_EXTRAIT À LIRE_:
Faut-il changer la Loi sur le cannabis? OUI!

Faut-il aider les PA? OUI!

Mais pas n’importe comment. Après tout, les consommateurs sont aussi les contribuables. 

Et la SQDC? Ce n’est pas elle qui a élu la CAQ.

Ce sont les Québécoises et les Québécois.

Pourrait-elle améliorer la qualité de ses services? OUI!

Devrait-elle mieux écouter l’industrie? OUI!

Fédéralisme et capitalisme

Et au niveau fédéral, est-ce le moment de demander un moratoire sur l’octroi des licences de production et de transformation? Dans une économie capitaliste, cela n’a aucun sens. On ne peut priver les citoyens du droit d’entreprendre. C’est pour cette raison qu’apparaissent, semaine après semaine, de nouveaux PA détenteurs de licences de production dans un marché qui est en surproduction depuis au moins 3 ans. C’est leur droit de tout risquer. C’est aussi leur droit de vouloir rivaliser avec les arrivants de la première heure.

Pour remettre en cause le capitalisme, il faut aller aux États-Unis… Dans plusieurs marchés très développés comme le Michigan, l’Oregon et le Colorado, les PA réclament l’arrêt de l’octroi de licence de production. En Oregon où la livre peut se vendre 100 $ US après le Croptober, une demande formelle a été soumise à l’Oregon Liquor and Cannabis Commission (OLCC) pour suspendre l’octroi de licences jusqu’au 31 mars 2024.

La main invisible du marché

Évidemment, d’autres acteurs de l’industrie américaine disent qu’il faut laisser décider la main invisible du marché.

Alors pour le Québec, quelles sont les pistes à suivre pour donner un répit à l’industrie? Est-ce que la CAQ, un gouvernement de «deal makers» selon le premier ministre Legault, serait ouvert à une négociation? Et si la SQDC rétrocédait une partie de ses profits aux producteurs autorisés? On pourrait enfin savoir précisément à quoi servent les bénéfices de la société d’État.

Mais existe-t-il un problème pour le gouvernement actuel et tous les autres partis politiques? 

La SQDC fait des profits.

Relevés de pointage
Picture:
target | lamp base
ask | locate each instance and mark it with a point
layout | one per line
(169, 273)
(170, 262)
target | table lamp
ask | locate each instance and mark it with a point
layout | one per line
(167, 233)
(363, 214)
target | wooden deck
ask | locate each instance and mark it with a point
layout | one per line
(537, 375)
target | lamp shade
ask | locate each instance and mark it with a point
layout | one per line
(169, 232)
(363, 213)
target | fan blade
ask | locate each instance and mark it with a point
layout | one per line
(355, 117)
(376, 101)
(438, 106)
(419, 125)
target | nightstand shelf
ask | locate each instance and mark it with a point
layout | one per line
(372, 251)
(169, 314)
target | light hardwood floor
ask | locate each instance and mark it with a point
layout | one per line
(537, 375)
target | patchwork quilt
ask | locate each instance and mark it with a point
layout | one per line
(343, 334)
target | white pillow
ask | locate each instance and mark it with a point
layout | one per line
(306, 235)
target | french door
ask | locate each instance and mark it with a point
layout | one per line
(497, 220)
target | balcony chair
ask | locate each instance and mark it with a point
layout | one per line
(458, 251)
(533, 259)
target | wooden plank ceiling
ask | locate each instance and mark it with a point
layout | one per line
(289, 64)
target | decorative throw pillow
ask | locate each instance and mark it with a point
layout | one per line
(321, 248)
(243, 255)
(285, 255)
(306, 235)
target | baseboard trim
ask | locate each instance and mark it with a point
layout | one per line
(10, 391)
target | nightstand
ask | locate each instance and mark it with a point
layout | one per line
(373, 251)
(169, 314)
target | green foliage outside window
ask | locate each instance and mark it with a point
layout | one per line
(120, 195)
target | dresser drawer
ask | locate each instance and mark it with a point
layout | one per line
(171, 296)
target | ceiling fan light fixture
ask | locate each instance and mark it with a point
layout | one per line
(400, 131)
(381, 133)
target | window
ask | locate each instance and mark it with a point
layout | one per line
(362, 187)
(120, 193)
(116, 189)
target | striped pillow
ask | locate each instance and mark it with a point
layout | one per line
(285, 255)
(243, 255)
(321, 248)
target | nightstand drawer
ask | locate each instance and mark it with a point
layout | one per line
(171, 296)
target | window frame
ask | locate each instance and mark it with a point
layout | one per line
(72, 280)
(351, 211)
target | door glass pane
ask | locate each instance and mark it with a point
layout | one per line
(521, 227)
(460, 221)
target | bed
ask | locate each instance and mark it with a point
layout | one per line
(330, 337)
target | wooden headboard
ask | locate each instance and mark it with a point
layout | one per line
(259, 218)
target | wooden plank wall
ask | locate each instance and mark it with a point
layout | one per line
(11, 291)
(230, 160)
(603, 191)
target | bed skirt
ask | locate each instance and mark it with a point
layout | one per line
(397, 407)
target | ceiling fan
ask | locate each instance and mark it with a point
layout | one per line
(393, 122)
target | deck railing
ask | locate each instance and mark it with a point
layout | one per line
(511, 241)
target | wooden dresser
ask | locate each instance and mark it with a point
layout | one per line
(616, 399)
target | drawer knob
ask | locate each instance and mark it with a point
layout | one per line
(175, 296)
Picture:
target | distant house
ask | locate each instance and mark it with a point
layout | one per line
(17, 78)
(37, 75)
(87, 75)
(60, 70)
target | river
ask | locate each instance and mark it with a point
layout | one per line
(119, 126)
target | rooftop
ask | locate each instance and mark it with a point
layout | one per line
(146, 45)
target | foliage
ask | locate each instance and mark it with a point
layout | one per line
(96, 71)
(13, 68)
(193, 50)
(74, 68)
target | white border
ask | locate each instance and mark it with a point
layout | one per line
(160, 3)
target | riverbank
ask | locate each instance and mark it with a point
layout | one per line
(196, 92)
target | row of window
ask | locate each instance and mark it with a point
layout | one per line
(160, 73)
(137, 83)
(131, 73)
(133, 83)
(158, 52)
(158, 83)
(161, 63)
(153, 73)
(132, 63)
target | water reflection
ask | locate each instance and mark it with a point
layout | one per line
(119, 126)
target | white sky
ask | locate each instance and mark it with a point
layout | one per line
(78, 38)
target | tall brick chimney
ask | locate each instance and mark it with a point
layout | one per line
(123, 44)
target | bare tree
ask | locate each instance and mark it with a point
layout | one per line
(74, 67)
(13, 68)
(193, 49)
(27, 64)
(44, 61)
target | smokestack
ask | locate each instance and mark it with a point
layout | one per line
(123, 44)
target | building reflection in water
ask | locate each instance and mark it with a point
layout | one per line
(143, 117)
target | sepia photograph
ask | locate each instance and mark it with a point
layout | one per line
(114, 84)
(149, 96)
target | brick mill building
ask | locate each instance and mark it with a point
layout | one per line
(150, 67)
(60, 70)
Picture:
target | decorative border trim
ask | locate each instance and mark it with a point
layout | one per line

_CONSIGNES_:
a - Recopiez fidèlement la liste, en commençant à la ligne qui contient "target | white sky" et en finissant à la fin de la liste, ces deux bornes comprises.
b - Prolongez, s'il vous plaît, le texte sur le cannabis au Québec à partir de sa dernière phrase.

_RÉPONSES PAR CONSIGNE_:
a -
target | white sky
ask | locate each instance and mark it with a point
layout | one per line
(78, 38)
target | tall brick chimney
ask | locate each instance and mark it with a point
layout | one per line
(123, 44)
target | bare tree
ask | locate each instance and mark it with a point
layout | one per line
(74, 67)
(13, 68)
(193, 49)
(27, 64)
(44, 61)
target | smokestack
ask | locate each instance and mark it with a point
layout | one per line
(123, 44)
target | building reflection in water
ask | locate each instance and mark it with a point
layout | one per line
(143, 117)
target | sepia photograph
ask | locate each instance and mark it with a point
layout | one per line
(114, 84)
(149, 96)
target | brick mill building
ask | locate each instance and mark it with a point
layout | one per line
(150, 67)
(60, 70)
Picture:
target | decorative border trim
ask | locate each instance and mark it with a point
layout | one per line

b -
Enfin un service payant.

MJBizDaily. « Cannabis Growers in Mature Markets Call for License Moratorium amid Falling Prices », 31 octobre 2022. https://mjbizdaily.com/cannabis-growers-call-for-license-moratorium-amid-falling-prices/.

George-Cosh, David. « Expect some Ontario pot stores to close in 2022: Analyst - Article ». BNN, 3 novembre 2021. https://www.bnnbloomberg.ca/expect-some-ontario-pot-stores-to-close-in-2022-analyst-1.1676626.

« Modest Retail Sales Growth in August | Cannabis Retailer ». Consulté le 2 novembre 2022. https://cannabisretailer.ca/2022/modest-retail-sales-growth-in-august/.

Myers, Cheryl, et Stephanie Clark. « PERMANENT ADMINISTRATIVE ORDER », s. d., 2.

News ·, Bryan Labby · CBC. « The Number of Pot Stores in Alberta Reaches a Potentially Unsustainable High | CBC News ». CBC, 12 septembre 2022. https://www.cbc.ca/news/canada/calgary/alberta-cannabis-retail-oversaturation-1.6577520.

« QuantAA - Quantitative Assessment and Analysis - Alternative Forms of Cannabis Taxes ». Consulté le 28 octobre 2022. https://quantaa.com/blog/570-alternative-forms-of-cannabis-taxes.

Staff, MJBizDaily. « Canada’s August Cannabis Sales Growth Limited by Ontario Wholesale Outage ». MJBizDaily (blog), 24 octobre 2022. https://mjbizdaily.com/canada-august-cannabis-sales-growth-limited-by-ontario-wholesale-outage/.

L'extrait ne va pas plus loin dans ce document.